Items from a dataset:
::::::

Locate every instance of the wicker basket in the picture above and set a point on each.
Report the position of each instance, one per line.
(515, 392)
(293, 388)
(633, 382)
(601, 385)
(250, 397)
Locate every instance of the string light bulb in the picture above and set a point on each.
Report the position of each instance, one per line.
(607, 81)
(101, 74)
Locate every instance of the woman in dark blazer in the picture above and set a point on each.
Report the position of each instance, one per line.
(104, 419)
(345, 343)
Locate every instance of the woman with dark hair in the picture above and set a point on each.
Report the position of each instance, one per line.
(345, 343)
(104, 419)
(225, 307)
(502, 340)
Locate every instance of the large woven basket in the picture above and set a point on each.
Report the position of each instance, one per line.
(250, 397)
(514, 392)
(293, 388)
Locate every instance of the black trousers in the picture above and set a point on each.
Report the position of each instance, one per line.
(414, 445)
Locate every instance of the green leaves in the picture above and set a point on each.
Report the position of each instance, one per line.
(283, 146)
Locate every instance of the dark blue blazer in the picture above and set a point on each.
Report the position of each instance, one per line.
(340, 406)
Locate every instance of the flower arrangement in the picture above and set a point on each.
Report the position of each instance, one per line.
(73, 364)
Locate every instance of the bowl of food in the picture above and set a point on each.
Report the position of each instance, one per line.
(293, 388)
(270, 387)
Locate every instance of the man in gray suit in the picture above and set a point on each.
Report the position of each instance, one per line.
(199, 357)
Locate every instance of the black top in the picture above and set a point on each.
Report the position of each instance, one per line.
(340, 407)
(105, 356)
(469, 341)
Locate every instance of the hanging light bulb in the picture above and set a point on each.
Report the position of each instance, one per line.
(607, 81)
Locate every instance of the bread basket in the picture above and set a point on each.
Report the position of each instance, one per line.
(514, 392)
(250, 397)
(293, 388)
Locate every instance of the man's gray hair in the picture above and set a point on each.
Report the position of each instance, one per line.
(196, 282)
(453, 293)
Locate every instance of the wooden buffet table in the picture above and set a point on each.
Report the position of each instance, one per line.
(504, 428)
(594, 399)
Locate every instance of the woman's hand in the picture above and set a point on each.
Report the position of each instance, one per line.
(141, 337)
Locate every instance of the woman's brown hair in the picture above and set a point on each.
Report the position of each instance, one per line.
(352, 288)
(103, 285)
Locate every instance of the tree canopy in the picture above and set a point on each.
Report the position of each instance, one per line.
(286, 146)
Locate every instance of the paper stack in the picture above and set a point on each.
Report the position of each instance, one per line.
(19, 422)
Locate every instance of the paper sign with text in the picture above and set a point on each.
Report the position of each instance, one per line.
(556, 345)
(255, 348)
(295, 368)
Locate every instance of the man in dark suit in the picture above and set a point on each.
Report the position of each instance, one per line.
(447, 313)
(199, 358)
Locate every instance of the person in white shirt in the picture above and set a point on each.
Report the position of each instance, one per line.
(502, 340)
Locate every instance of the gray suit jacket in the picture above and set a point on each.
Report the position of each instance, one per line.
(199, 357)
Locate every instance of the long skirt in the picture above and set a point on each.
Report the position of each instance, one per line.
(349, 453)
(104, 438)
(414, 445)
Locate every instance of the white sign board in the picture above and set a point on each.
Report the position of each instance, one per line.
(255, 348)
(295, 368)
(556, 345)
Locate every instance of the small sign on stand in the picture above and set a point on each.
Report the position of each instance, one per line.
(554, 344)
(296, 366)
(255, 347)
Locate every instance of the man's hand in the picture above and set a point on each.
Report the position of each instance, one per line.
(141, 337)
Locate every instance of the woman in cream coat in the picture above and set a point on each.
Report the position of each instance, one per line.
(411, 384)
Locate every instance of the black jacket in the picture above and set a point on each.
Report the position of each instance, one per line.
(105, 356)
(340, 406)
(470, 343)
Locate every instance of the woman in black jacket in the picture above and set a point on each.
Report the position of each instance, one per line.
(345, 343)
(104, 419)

::::::

Extract all of the data above without altering anything.

Locate every instance of the wicker basket in the picture above and set a point on each.
Report the position of each instance, one per line.
(515, 392)
(293, 388)
(633, 382)
(601, 385)
(250, 397)
Locate every instance of the string light bulb in the picture above and set a point on each.
Report the position of each instance, one per line.
(607, 81)
(101, 74)
Locate every instance of the woman in dark blazer in the picture above and set a point on each.
Report the position of each instance, one per line.
(104, 419)
(345, 343)
Locate every instance of the woman with dark hair in the picture above and set a point on each.
Report the position of each instance, one per line.
(345, 343)
(104, 419)
(225, 307)
(502, 340)
Locate every instance of the large woven basket in the picture above and set a point on each.
Report the position of each instance, one per line.
(250, 397)
(514, 392)
(293, 388)
Locate every instance of the black trousers in the picture above and set a point on each.
Report the position of each instance, one per line.
(414, 445)
Locate every instance of the green leaves in the picture above and set a point on each.
Report the position of each instance, one per line.
(283, 146)
Locate every instance of the dark blue blazer in the picture above and set a point on each.
Report the position of each instance, one per line.
(340, 406)
Locate every instance of the flower arrangement in the picture above and set a point on each.
Report the position of each instance, one per line.
(73, 364)
Locate every instance of the bowl of food in the picture above and set a point on each.
Report the position of each instance, one per line.
(293, 388)
(270, 387)
Locate every instance of the man in gray suit in the picture above and set a point on each.
Report the position of each instance, one per line.
(199, 357)
Locate every instance of the black top in the picture above and set a point on each.
Report the position of each instance, one per line.
(340, 407)
(105, 356)
(469, 341)
Locate every instance of the hanging light bulb in the picture above and set a point on each.
Report the position of each instance, one per line.
(607, 81)
Locate every instance of the bread basket in the picture above and set a point on each.
Report the position of each instance, one per line.
(514, 392)
(250, 397)
(293, 388)
Locate every instance of the man's gray hair in the picture above and set a point on each.
Report the position of each instance, one per line.
(196, 282)
(453, 293)
Locate every instance of the wooden buffet table in the picture above and set a point on each.
Report the position of each instance, one per line.
(504, 428)
(594, 399)
Locate every instance of the woman's hand in the picture above and set a point on each.
Report the position of each instance, one per line.
(141, 337)
Locate every instance of the woman's brown hair in the picture above and set a point on each.
Report the position of each instance, one per line.
(352, 288)
(103, 285)
Locate every instance of the tree canopy in the picture above and set a point on each.
Report the position of each instance, one per line.
(286, 146)
Locate every instance of the paper stack in the picture above and set a point on each.
Report the position of each instance, one per line.
(19, 422)
Locate every instance of the paper sign with text in the picture above and set a point on each.
Report the position of each instance, one per line.
(556, 345)
(255, 348)
(295, 368)
Locate every instance of the man in dark suit in the picture above and set a point on each.
Report the position of each instance, one per line.
(447, 313)
(199, 358)
Locate every instance of the person in white shirt in the picture above and set a point on each.
Report the position of each instance, one per line.
(502, 340)
Locate every instance of the gray suit jacket in the picture above and set a point on each.
Report the position of each instance, one per line.
(199, 357)
Locate every instance of the long skirt in the picture above and set a point on each.
Report the position of each instance, one per line.
(349, 453)
(104, 438)
(414, 445)
Locate every instance of the white sign board in the picture above and set a point on each.
Report the position of each instance, one per line.
(255, 348)
(295, 368)
(556, 345)
Locate every instance of the small sign on stand in the picture above and set a point on each.
Report the position of each instance, one per line.
(554, 344)
(296, 366)
(255, 347)
Locate every instance of the man's hand in the picture above and set a point on each.
Report the position of each instance, one per line.
(141, 337)
Locate every instance of the woman in cream coat in the picture above and set a point on each.
Report the position of each instance, one per line.
(411, 384)
Locate every instance of the black jacket in the picture above and set a point on each.
Report the position of each instance, one per line.
(105, 356)
(340, 406)
(470, 343)
Locate every instance of the woman in black jacket in the picture above and set a point on each.
Report the position of each instance, one per line.
(345, 343)
(104, 419)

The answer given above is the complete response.